>> BEGIN

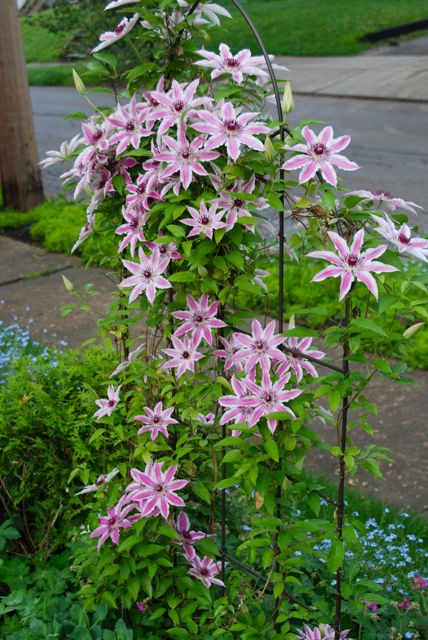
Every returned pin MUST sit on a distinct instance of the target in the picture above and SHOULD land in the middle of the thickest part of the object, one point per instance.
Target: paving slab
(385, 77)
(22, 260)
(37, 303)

>> END

[Description of the task]:
Convert the rows above into a Markdown table with the columns No. and Line, numbering each line in order and leaving out blank lines and the pictures.

[Response to the task]:
| No. | Line |
|---|---|
| 1 | Every returned pin MUST sit on a distinct instance of the target in the picture above and SHOULD land in the middle of the thickest part of the object, one point per instance. |
| 2 | Target: paving slab |
| 3 | (385, 77) |
| 4 | (22, 260) |
| 5 | (37, 303) |